= Imino acid =

Organic compound

1-Pyrroline-5-carboxylic acid, an N-substituted imino acid

In organic chemistry, an imino acid is any molecule that contains both imine (>C=NH) and carboxyl (-C(=O)-OH) functional groups.

Imino group attached to carbon
Carboxylic acid
The two functional groups that together define an imino acid

Imino acids are structurally related to amino acids, which have amino group instead of imine—a difference of single vs double-bond between nitrogen and carbon. The simplest example is dehydroglycine.

D-Amino acid oxidase is an enzyme that is able to convert amino acids into imino acids. Also the direct biosynthetic precursor to the amino acid proline is the imino acid (S)-Δ^{1}-pyrroline-5-carboxylate (P5C).

# TASKS FOR THIS EXERCISE:
A – How would this sentence from the imino acid article read in Spanish: "D-Amino acid oxidase is an enzyme that is able to convert amino acids into imino acids."
B – Could you write the next part of the imino acid article, picking up after its final sentence?
The rows after this point are separate from the imino acid article.

# INFORMATION SHOWN:
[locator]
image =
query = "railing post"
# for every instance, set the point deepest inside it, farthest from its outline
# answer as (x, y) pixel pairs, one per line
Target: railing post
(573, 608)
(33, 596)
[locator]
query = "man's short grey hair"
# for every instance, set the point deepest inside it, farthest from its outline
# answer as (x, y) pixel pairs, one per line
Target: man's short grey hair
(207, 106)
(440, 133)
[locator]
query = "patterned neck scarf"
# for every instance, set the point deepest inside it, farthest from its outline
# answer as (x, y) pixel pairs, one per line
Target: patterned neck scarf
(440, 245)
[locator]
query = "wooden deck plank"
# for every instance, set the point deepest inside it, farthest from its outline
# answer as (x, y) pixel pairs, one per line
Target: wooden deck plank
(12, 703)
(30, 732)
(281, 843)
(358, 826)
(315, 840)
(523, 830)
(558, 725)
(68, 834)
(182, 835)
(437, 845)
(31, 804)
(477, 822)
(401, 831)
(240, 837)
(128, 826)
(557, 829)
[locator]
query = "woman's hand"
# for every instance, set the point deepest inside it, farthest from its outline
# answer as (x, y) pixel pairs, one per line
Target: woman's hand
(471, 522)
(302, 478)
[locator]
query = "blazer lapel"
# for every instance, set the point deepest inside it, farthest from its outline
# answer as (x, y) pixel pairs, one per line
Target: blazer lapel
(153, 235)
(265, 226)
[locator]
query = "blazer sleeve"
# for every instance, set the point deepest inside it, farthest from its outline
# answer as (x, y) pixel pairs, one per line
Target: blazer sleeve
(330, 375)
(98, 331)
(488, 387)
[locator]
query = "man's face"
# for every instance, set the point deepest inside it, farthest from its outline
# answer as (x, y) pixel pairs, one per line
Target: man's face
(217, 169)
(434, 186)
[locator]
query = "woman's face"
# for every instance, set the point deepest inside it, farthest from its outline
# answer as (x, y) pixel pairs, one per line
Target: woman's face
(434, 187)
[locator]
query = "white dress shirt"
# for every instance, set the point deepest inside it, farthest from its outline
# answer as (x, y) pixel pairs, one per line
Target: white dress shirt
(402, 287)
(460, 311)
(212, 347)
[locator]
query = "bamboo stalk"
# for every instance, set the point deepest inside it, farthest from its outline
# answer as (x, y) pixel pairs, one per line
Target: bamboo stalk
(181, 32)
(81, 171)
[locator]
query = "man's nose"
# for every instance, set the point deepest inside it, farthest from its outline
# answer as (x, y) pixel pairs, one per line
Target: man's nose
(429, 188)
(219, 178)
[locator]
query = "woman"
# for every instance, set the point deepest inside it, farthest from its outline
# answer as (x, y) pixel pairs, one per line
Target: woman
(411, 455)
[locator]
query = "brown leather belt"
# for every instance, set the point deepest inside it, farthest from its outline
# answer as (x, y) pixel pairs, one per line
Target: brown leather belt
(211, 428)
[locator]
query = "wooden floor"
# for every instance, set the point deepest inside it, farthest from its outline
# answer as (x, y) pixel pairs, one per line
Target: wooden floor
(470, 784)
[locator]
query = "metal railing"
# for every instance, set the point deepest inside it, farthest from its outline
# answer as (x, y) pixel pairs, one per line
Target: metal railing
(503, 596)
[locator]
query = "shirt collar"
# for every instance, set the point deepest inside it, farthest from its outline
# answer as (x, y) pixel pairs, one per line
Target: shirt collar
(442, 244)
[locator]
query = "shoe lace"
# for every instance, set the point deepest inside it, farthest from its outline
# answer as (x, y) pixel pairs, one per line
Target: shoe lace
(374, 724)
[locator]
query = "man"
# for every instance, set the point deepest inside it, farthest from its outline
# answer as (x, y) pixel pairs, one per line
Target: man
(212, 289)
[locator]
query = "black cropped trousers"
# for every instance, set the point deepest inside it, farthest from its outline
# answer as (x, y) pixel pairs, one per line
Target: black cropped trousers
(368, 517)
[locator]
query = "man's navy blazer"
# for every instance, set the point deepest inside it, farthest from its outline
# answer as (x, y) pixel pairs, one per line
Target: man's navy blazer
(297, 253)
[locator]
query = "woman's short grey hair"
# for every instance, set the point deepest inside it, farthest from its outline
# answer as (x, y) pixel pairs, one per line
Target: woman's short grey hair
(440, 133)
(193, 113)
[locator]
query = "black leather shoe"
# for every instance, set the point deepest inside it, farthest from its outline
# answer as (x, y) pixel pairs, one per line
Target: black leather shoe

# ANSWERS TO THE EXERCISES:
A – La D-aminoácido oxidasa es una enzima capaz de convertir aminoácidos en iminoácidos.

B –
== Related terminology ==

proline

Secondary amino acids, amino acids containing a secondary amine group are sometimes named imino acids, though this usage is obsolescent. The only proteinogenic amino acid of this type is proline, although the related non-proteinogenic amino acids hydroxyproline and pipecolic acid have often been included in studies of this class of compounds.

The term imino acid is also the obsolete term for imidic acids, structures containing the -C(=NH)-OH group, and should not be used for them.